*Source data*:

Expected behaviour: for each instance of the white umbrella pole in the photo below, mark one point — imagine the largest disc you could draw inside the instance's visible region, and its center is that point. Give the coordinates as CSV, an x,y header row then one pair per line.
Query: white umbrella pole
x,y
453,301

...

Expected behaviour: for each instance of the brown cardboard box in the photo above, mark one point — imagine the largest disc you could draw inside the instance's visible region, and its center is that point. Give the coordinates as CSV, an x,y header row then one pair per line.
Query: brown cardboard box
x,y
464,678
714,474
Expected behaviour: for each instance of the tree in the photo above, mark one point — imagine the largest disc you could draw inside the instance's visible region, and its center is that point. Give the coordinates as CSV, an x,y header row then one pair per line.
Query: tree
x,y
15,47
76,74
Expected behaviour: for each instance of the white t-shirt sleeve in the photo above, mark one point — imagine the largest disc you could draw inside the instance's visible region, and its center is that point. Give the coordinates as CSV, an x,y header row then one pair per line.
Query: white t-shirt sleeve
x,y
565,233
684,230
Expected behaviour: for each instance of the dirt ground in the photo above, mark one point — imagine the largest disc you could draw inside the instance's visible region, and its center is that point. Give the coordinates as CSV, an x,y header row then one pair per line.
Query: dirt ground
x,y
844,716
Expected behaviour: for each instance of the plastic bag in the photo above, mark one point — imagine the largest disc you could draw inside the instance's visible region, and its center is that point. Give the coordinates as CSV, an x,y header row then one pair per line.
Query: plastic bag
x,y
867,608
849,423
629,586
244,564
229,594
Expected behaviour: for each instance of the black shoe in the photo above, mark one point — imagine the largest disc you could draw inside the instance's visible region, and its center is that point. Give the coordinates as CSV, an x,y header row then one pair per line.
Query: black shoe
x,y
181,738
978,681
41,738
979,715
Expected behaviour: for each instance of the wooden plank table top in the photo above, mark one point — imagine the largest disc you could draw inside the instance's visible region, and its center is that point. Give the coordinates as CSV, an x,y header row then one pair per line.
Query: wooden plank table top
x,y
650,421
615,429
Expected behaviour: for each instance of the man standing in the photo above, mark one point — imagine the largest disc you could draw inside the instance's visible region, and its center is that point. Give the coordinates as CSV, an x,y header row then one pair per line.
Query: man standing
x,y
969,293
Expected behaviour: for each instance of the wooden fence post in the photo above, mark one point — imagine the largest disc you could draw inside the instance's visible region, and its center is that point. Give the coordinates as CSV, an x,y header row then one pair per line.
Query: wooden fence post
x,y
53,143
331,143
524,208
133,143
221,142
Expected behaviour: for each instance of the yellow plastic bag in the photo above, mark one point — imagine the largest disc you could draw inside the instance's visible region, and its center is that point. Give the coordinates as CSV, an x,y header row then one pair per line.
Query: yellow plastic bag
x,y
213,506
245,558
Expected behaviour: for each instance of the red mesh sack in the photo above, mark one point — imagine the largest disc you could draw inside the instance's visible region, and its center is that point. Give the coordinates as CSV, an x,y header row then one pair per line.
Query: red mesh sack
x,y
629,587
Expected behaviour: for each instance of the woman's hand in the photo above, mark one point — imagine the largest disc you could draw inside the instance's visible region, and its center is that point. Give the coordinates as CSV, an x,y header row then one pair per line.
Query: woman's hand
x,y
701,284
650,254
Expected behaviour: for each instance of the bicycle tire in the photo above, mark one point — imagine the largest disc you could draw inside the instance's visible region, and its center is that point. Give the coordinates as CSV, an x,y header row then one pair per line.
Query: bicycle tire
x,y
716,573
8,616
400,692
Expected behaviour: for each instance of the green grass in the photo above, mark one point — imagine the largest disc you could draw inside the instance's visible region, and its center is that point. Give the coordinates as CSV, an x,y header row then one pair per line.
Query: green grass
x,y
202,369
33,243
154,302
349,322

==

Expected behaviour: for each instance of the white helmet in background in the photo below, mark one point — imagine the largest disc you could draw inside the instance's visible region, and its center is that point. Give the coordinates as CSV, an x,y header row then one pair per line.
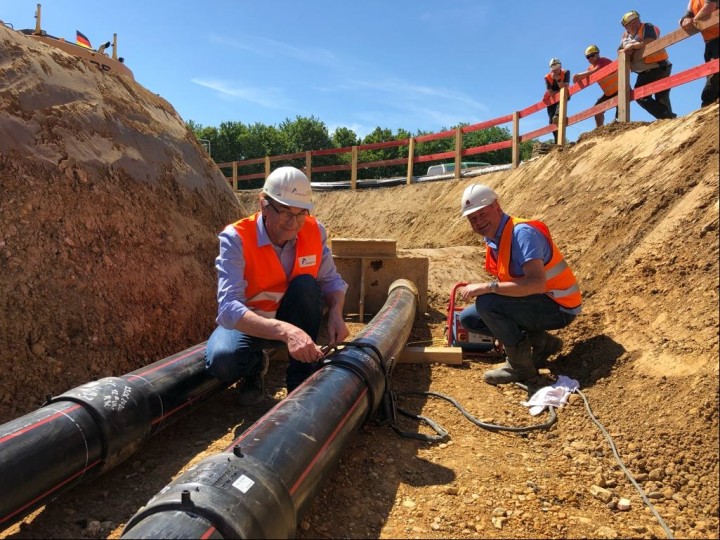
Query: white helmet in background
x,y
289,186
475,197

*What is required*: Pick out and copy every line of the data that contains the string "bicycle". Treat the match as case-sensitive.

*Exercise response*:
Expected behaviour: for each instance of the bicycle tire in the photo above, mark one point — imagine the largest disc you could draw inside the instance's visible region, and its center is that point. Give the coordinates as CSV, an x,y header row then one pair per line.
Query: bicycle tire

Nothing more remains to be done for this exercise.